--- PAGE EXTRACT ---
★ ★ ★ ★ ★ ★ ★

Delaware Division of Libraries Blog
Division of Libraries' Blog



Division of Libraries


Facebook  Twitter  Pinterest  Flickr  Google+  YouTube  Instagram

blog-posts

Mentioned in the Times

Written on: January 11th, 2010 by: in Blog Posts

committed

This week marks the return of a recurring post on this blog- a weekly handy abstract of the reviews in this weeks New York Times Book Review. These are always the newest, the most critically acclaimed and anticipated- and the newspapers reviewers are usually frank and unsparing in criticism, and enthusiastic in praise. If you can’t make it to the paper every week, a glance here might persuade you to check out these books from your library instead of shelling out $20 or more at the bookstore!

★ ★ ★ ★ ★ ★ ★

[Stored data entries]
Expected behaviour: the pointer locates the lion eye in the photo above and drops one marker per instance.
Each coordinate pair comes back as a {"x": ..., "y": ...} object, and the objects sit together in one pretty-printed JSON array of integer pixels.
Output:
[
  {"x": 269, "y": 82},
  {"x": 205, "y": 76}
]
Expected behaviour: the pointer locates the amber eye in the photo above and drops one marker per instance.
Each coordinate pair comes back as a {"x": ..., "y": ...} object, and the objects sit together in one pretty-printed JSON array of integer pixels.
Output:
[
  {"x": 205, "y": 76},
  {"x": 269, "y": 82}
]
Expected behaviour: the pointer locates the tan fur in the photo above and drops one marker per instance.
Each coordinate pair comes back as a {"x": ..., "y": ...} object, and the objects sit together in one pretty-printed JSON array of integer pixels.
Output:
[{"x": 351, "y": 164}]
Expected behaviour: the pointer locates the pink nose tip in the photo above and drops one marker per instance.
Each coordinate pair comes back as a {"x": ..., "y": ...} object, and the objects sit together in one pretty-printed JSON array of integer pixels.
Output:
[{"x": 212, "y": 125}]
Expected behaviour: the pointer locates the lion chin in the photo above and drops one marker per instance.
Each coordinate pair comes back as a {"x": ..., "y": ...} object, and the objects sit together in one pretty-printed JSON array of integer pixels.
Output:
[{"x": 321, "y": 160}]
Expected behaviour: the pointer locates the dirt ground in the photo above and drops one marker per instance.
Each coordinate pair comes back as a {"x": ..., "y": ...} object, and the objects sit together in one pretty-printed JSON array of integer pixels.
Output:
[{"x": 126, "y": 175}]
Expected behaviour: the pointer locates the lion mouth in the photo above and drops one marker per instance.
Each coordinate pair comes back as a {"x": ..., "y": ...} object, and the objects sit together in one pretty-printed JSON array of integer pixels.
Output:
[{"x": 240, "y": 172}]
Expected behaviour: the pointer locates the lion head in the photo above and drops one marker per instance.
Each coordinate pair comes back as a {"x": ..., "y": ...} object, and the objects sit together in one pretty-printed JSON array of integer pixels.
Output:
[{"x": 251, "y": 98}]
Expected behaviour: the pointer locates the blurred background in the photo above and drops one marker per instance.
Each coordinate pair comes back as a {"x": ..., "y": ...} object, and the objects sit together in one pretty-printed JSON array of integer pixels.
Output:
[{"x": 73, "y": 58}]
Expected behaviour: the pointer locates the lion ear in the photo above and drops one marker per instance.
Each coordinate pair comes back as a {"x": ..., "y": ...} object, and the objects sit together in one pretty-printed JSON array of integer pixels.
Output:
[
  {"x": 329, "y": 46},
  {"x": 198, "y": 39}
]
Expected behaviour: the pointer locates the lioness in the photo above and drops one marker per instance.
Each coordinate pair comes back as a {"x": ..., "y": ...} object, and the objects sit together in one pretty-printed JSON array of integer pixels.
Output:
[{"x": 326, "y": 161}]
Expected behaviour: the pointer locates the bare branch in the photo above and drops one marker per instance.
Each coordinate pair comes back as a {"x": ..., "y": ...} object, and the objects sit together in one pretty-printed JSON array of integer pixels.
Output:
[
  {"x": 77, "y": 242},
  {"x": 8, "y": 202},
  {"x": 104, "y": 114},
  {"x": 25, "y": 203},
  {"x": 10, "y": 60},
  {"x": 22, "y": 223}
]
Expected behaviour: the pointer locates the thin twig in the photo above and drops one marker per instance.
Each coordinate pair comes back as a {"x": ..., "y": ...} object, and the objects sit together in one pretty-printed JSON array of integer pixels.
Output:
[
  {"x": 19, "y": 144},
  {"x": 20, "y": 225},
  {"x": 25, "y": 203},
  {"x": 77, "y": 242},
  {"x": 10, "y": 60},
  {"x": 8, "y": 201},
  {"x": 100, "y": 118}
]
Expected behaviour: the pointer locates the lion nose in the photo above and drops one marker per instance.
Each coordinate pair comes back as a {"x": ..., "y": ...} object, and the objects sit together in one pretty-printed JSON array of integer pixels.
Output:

★ ★ ★ ★ ★ ★ ★

--- REQUIRED ACTION ---
Translate this sentence from the library blog post into Spanish: "If you can’t make it to the paper every week, a glance here might persuade you to check out these books from your library instead of shelling out $20 or more at the bookstore!"

--- SOLUTION FOR THIS TASK ---
¡Si no puede acudir al periódico cada semana, un vistazo aquí podría convencerle de sacar estos libros en préstamo de su biblioteca en lugar de desembolsar 20 dólares o más en la librería!